* BEGIN Text provided *

Teaching Rotation Using Pivot Interactives
While many teachers have developed demonstrations for one- or two-dimensional kinematics, dynamics, energy, and collisions, not everyone has a complete collection of activities for students to use to learn how to apply these concepts to objects in rotation. Pivot Interactives development has been driven partially by our desire to improve outcomes for our own students, so it is no surprise that we’ve made lots of useful and effective activities for learning rotation. You can find them by typing “rotation” into the tag search on the Pivot Interactives Library. Here’s a brief overview of the activities we recommend. (For more thoughts on this, see Martha Lietz’s post on this topic)
Try starting with Starry Night , where students can measure the period and angular velocity of an object that does not complete one rotation. This could be done as homework, but we usually do it in class as introduction to rotation with students working together on white boards. The activity takes about 15 minutes to complete. The video is beautiful and engaging, with satellites visibly streaking across the sky near dawn. Most students are surprised when they convert the period into hours and then realize the cause of the apparent motion.

* END Text provided *
* BEGIN Raw data *

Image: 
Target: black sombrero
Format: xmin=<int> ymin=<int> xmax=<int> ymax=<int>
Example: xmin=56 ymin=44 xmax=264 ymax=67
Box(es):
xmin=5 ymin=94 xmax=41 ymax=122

* END Raw data *

- _Written request_:
Answer these questions using the text on teaching rotation above:
(a) What word should be typed into the tag search on the Pivot Interactives Library to find the rotation activities?
(b) About how long does the Starry Night activity take to complete?
(c) What can be seen streaking across the sky in the Starry Night video?

- _Response to this exercise_:
(a) "rotation"
(b) About 15 minutes
(c) Satellites, near dawn